• [STATED TASK]:
Retype the complete listing exactly as it appears.

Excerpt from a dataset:
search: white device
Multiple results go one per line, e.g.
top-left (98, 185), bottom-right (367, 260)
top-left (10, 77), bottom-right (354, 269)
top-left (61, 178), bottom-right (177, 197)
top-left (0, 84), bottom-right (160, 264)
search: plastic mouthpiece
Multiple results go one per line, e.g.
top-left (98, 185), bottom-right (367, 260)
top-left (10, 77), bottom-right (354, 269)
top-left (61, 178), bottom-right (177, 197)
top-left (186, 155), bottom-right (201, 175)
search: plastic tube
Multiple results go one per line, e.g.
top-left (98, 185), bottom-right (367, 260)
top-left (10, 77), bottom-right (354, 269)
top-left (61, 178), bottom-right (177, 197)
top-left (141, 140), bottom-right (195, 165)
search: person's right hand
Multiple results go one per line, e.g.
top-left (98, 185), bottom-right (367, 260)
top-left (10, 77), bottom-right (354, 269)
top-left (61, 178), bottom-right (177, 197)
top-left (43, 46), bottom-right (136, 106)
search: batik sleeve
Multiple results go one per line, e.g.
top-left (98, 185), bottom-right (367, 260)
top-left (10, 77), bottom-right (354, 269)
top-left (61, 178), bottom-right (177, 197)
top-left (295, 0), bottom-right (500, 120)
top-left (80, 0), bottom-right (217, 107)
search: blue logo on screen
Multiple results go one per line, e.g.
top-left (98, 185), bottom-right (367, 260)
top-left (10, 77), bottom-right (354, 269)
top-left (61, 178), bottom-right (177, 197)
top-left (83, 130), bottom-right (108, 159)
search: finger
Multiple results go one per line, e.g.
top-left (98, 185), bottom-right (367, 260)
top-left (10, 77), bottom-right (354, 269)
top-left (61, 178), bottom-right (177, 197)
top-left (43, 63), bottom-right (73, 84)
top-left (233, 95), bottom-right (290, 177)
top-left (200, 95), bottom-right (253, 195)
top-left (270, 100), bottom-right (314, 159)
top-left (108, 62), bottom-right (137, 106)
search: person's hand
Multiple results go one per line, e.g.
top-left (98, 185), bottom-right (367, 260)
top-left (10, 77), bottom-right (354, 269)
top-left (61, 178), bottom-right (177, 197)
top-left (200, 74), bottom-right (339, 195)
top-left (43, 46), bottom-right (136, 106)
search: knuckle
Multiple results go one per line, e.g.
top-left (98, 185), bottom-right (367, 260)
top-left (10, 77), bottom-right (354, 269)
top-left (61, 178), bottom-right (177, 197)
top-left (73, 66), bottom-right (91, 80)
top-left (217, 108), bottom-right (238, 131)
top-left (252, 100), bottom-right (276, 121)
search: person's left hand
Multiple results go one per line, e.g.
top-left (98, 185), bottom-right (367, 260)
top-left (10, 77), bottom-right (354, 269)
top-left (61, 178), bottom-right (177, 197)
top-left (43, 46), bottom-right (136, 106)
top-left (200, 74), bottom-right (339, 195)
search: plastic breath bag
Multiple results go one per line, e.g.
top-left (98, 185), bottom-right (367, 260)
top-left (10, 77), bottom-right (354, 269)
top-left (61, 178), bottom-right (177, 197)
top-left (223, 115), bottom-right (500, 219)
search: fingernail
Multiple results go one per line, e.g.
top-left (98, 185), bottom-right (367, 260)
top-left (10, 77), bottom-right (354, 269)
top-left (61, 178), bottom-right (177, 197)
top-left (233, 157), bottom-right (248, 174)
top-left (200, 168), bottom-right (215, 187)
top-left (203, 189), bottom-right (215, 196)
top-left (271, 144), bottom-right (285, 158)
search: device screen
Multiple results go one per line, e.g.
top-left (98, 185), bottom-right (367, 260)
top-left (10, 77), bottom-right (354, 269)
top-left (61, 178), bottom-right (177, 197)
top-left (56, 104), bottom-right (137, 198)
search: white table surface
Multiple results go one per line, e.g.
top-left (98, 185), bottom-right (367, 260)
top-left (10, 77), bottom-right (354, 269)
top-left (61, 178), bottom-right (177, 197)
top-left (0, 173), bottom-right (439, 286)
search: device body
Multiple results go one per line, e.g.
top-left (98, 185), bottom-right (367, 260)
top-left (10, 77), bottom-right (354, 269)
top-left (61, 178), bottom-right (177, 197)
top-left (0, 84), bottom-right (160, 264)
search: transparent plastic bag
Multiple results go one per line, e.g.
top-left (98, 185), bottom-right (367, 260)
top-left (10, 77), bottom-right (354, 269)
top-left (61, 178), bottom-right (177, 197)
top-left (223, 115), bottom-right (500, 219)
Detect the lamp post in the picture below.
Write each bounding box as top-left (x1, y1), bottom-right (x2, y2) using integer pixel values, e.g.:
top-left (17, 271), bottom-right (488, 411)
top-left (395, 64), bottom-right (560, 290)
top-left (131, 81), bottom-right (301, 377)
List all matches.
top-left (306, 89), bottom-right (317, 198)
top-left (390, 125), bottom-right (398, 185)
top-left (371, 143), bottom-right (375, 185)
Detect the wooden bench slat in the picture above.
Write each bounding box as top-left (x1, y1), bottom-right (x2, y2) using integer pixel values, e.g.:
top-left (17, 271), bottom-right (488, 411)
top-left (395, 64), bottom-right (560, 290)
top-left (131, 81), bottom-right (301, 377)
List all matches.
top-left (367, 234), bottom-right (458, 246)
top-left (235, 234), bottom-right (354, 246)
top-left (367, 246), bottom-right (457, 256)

• [ANSWER FOR THIS EXERCISE]:
search: white device
Multiple results go one per line, e.g.
top-left (98, 185), bottom-right (367, 260)
top-left (10, 77), bottom-right (354, 269)
top-left (61, 178), bottom-right (177, 197)
top-left (0, 84), bottom-right (160, 264)
search: plastic mouthpiece
Multiple results go one per line, e.g.
top-left (98, 185), bottom-right (367, 260)
top-left (10, 77), bottom-right (354, 269)
top-left (61, 178), bottom-right (177, 197)
top-left (186, 155), bottom-right (201, 175)
search: plastic tube
Multiple results go one per line, e.g.
top-left (98, 185), bottom-right (367, 260)
top-left (10, 77), bottom-right (354, 269)
top-left (61, 178), bottom-right (177, 197)
top-left (141, 140), bottom-right (195, 165)
search: person's right hand
Multiple results go one per line, e.g.
top-left (98, 185), bottom-right (367, 260)
top-left (10, 77), bottom-right (354, 269)
top-left (61, 178), bottom-right (177, 197)
top-left (43, 46), bottom-right (136, 106)
search: batik sleeve
Multiple results go one per line, e.g.
top-left (98, 185), bottom-right (367, 260)
top-left (10, 77), bottom-right (354, 269)
top-left (61, 178), bottom-right (177, 197)
top-left (295, 0), bottom-right (500, 120)
top-left (80, 0), bottom-right (217, 107)
search: blue logo on screen
Multiple results go one per line, e.g.
top-left (98, 185), bottom-right (367, 260)
top-left (10, 77), bottom-right (354, 269)
top-left (61, 178), bottom-right (177, 197)
top-left (83, 130), bottom-right (108, 159)
search: finger
Multiple results go one per line, e.g.
top-left (98, 185), bottom-right (367, 260)
top-left (10, 77), bottom-right (354, 269)
top-left (61, 178), bottom-right (177, 197)
top-left (43, 63), bottom-right (73, 84)
top-left (233, 95), bottom-right (290, 177)
top-left (200, 95), bottom-right (253, 195)
top-left (270, 100), bottom-right (314, 159)
top-left (108, 62), bottom-right (137, 106)
search: person's hand
Multiple results go one per line, e.g.
top-left (98, 185), bottom-right (367, 260)
top-left (10, 77), bottom-right (354, 269)
top-left (61, 178), bottom-right (177, 197)
top-left (200, 74), bottom-right (339, 195)
top-left (43, 46), bottom-right (136, 106)
search: knuckle
Multiple results go one per line, e.g.
top-left (98, 185), bottom-right (367, 260)
top-left (10, 77), bottom-right (354, 269)
top-left (61, 178), bottom-right (177, 197)
top-left (73, 66), bottom-right (91, 80)
top-left (217, 108), bottom-right (238, 131)
top-left (252, 100), bottom-right (276, 121)
search: person's left hand
Multiple results go one per line, e.g.
top-left (98, 185), bottom-right (367, 260)
top-left (10, 77), bottom-right (354, 269)
top-left (61, 178), bottom-right (177, 197)
top-left (43, 46), bottom-right (136, 106)
top-left (200, 74), bottom-right (339, 195)
search: plastic breath bag
Multiple results go one per line, e.g.
top-left (98, 185), bottom-right (367, 260)
top-left (10, 77), bottom-right (354, 269)
top-left (61, 178), bottom-right (177, 197)
top-left (223, 115), bottom-right (500, 219)
search: fingernail
Multiple results go one per line, e.g.
top-left (98, 185), bottom-right (367, 260)
top-left (10, 77), bottom-right (354, 269)
top-left (61, 178), bottom-right (177, 197)
top-left (233, 157), bottom-right (248, 174)
top-left (200, 168), bottom-right (215, 187)
top-left (203, 189), bottom-right (215, 196)
top-left (271, 144), bottom-right (285, 158)
search: device screen
Multiple results go one per line, e.g.
top-left (98, 185), bottom-right (367, 260)
top-left (10, 77), bottom-right (354, 269)
top-left (61, 178), bottom-right (177, 197)
top-left (56, 104), bottom-right (137, 198)
search: white table surface
Multiple results go one per line, e.g.
top-left (98, 185), bottom-right (367, 260)
top-left (10, 77), bottom-right (354, 269)
top-left (61, 178), bottom-right (177, 197)
top-left (0, 173), bottom-right (439, 286)
search: device body
Multiple results go one per line, e.g.
top-left (98, 185), bottom-right (367, 260)
top-left (10, 77), bottom-right (354, 269)
top-left (61, 178), bottom-right (177, 197)
top-left (0, 84), bottom-right (160, 264)
search: transparent plastic bag
Multiple results go one per line, e.g.
top-left (98, 185), bottom-right (367, 260)
top-left (10, 77), bottom-right (354, 269)
top-left (61, 178), bottom-right (177, 197)
top-left (223, 115), bottom-right (500, 219)
Detect the lamp post in the picture below.
Write each bounding box as top-left (x1, y1), bottom-right (x2, y2) using integer pixel values, e.g.:
top-left (17, 271), bottom-right (488, 411)
top-left (395, 64), bottom-right (560, 290)
top-left (131, 81), bottom-right (301, 377)
List all matches.
top-left (306, 89), bottom-right (317, 198)
top-left (390, 125), bottom-right (398, 185)
top-left (371, 143), bottom-right (375, 185)
Detect the wooden bench slat in the picture above.
Write each bounding box as top-left (x1, y1), bottom-right (x2, y2) using integer pixel values, e.g.:
top-left (17, 271), bottom-right (488, 411)
top-left (395, 64), bottom-right (560, 290)
top-left (131, 81), bottom-right (301, 377)
List all matches.
top-left (367, 234), bottom-right (458, 246)
top-left (235, 234), bottom-right (354, 246)
top-left (367, 246), bottom-right (457, 256)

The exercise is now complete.